Segment Start: The records

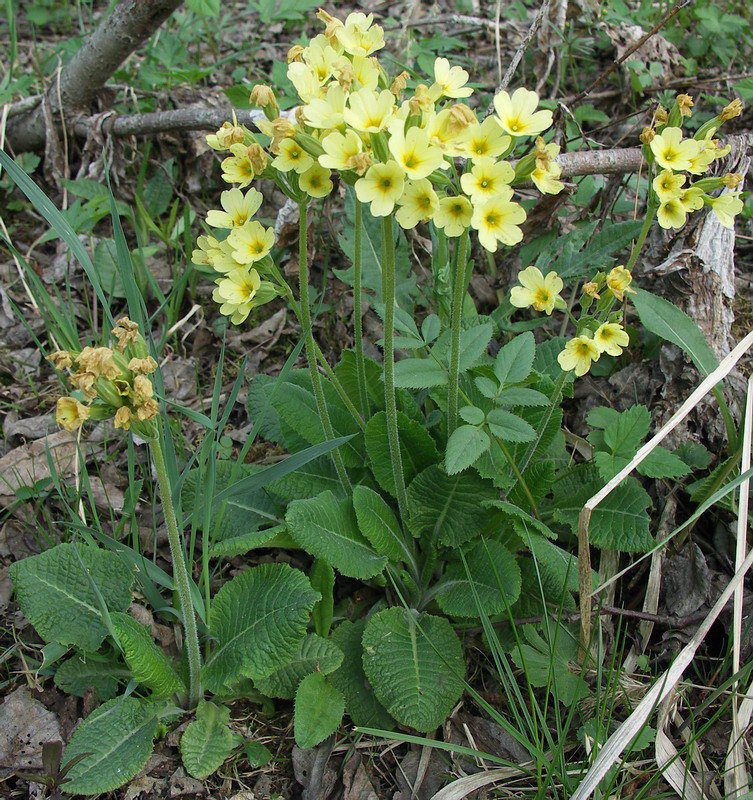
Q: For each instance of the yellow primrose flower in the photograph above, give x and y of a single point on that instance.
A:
(486, 179)
(413, 152)
(610, 338)
(417, 203)
(326, 112)
(305, 80)
(365, 73)
(382, 186)
(359, 36)
(691, 198)
(339, 149)
(484, 139)
(517, 115)
(671, 151)
(449, 81)
(668, 184)
(251, 242)
(292, 157)
(70, 413)
(578, 355)
(315, 181)
(238, 168)
(453, 215)
(238, 208)
(235, 294)
(726, 207)
(618, 282)
(496, 220)
(369, 111)
(543, 293)
(671, 213)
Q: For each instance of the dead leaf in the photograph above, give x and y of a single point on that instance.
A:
(25, 725)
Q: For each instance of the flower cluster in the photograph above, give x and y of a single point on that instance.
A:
(674, 158)
(110, 383)
(420, 154)
(598, 332)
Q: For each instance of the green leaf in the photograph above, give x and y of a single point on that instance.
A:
(417, 449)
(509, 427)
(115, 741)
(326, 527)
(415, 665)
(297, 407)
(314, 655)
(514, 361)
(520, 396)
(81, 673)
(471, 415)
(55, 592)
(319, 709)
(419, 373)
(619, 522)
(448, 507)
(464, 447)
(148, 663)
(207, 742)
(257, 620)
(361, 704)
(378, 524)
(489, 582)
(666, 320)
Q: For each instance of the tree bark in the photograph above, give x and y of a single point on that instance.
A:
(130, 24)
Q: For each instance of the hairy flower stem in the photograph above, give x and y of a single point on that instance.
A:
(390, 404)
(650, 214)
(305, 317)
(357, 312)
(458, 293)
(180, 575)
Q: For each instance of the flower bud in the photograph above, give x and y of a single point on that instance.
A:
(732, 180)
(70, 413)
(734, 109)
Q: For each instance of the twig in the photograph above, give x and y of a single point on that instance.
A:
(607, 72)
(513, 65)
(130, 24)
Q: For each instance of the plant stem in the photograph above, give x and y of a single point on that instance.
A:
(180, 575)
(458, 293)
(650, 213)
(305, 317)
(357, 321)
(390, 404)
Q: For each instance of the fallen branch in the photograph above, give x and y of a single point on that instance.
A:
(130, 24)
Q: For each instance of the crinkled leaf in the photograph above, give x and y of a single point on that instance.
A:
(118, 738)
(148, 663)
(326, 527)
(55, 592)
(314, 655)
(415, 665)
(207, 742)
(319, 709)
(257, 620)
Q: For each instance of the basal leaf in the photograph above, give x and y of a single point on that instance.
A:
(207, 742)
(148, 663)
(417, 449)
(115, 740)
(314, 655)
(327, 528)
(257, 619)
(55, 592)
(415, 665)
(319, 709)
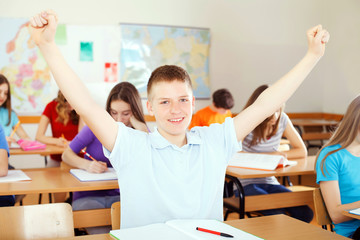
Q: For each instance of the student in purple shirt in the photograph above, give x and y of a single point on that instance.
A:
(124, 105)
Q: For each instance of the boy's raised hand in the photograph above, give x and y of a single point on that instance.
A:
(43, 27)
(317, 38)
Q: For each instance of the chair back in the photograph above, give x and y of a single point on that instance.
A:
(115, 215)
(321, 213)
(42, 221)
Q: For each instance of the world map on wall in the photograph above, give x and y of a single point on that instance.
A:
(24, 67)
(146, 47)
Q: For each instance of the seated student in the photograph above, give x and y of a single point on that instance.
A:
(8, 118)
(64, 122)
(217, 112)
(5, 201)
(337, 171)
(265, 138)
(124, 105)
(169, 173)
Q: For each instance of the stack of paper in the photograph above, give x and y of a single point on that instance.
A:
(15, 175)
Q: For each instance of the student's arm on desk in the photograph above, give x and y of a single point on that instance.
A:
(298, 148)
(40, 134)
(278, 93)
(72, 159)
(3, 162)
(331, 194)
(43, 29)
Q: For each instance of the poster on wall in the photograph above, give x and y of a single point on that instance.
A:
(146, 47)
(23, 65)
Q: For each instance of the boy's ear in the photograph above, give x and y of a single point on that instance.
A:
(149, 108)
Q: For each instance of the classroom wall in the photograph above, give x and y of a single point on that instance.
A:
(252, 42)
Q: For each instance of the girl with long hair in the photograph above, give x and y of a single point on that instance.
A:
(124, 106)
(265, 138)
(8, 118)
(337, 171)
(64, 122)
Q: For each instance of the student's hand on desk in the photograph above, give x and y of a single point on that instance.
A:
(61, 142)
(317, 38)
(43, 27)
(96, 167)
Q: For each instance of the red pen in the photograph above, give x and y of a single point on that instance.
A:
(214, 232)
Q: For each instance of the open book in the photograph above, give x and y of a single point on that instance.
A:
(85, 176)
(259, 161)
(182, 230)
(355, 211)
(14, 176)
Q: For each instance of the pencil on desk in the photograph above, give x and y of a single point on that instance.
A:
(87, 154)
(15, 128)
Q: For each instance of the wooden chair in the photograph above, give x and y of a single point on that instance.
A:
(321, 213)
(300, 195)
(36, 221)
(115, 215)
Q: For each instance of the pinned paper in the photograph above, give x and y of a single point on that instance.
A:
(60, 36)
(110, 72)
(86, 52)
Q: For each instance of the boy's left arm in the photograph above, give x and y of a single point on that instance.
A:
(278, 93)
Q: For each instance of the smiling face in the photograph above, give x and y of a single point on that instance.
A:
(4, 93)
(120, 111)
(172, 104)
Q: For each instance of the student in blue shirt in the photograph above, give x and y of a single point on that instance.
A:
(337, 170)
(170, 173)
(5, 201)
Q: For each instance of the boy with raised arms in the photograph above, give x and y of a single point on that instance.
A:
(170, 173)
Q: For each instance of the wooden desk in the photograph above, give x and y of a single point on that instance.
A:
(276, 227)
(52, 180)
(305, 166)
(346, 213)
(50, 149)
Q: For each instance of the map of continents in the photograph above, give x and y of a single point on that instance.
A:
(146, 47)
(23, 65)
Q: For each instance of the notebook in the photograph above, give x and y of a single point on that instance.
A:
(14, 176)
(85, 176)
(355, 211)
(182, 230)
(28, 145)
(265, 162)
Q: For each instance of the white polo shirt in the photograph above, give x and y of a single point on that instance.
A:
(159, 181)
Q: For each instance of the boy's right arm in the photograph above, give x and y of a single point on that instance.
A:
(43, 29)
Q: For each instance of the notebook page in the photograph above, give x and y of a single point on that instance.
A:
(85, 176)
(355, 211)
(255, 161)
(150, 232)
(189, 227)
(14, 176)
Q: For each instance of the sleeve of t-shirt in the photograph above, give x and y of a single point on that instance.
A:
(14, 119)
(49, 109)
(82, 139)
(330, 170)
(195, 121)
(3, 142)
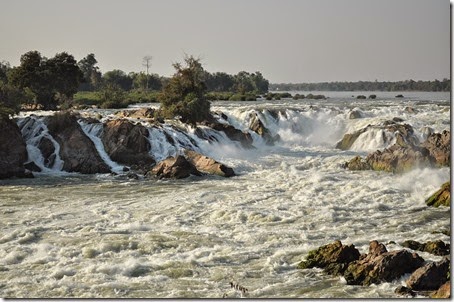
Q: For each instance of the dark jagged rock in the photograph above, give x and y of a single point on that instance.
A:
(444, 292)
(334, 257)
(175, 167)
(208, 165)
(381, 266)
(76, 150)
(438, 247)
(127, 143)
(13, 151)
(244, 138)
(405, 291)
(429, 277)
(442, 197)
(439, 146)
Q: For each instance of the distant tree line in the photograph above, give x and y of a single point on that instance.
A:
(408, 85)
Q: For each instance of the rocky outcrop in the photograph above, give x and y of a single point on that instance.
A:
(333, 258)
(208, 165)
(438, 247)
(258, 127)
(13, 151)
(127, 143)
(379, 265)
(192, 163)
(76, 149)
(439, 146)
(429, 277)
(175, 167)
(403, 133)
(442, 197)
(444, 292)
(244, 138)
(405, 154)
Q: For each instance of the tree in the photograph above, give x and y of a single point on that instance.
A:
(146, 62)
(50, 80)
(184, 95)
(92, 75)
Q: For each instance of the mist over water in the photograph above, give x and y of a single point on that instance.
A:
(98, 236)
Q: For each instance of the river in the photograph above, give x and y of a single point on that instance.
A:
(105, 236)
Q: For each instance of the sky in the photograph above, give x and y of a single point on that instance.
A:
(288, 41)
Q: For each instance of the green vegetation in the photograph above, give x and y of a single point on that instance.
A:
(408, 85)
(184, 95)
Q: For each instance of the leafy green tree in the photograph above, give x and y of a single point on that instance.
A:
(50, 80)
(117, 77)
(184, 95)
(92, 75)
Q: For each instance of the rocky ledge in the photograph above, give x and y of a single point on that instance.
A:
(379, 265)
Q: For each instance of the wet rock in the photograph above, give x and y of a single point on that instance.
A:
(13, 151)
(258, 127)
(379, 265)
(438, 247)
(405, 291)
(439, 146)
(32, 167)
(444, 292)
(175, 167)
(430, 276)
(127, 143)
(442, 197)
(334, 257)
(399, 159)
(208, 165)
(76, 149)
(244, 138)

Segment End: The records

Give only the number of lines above holding "shirt".

4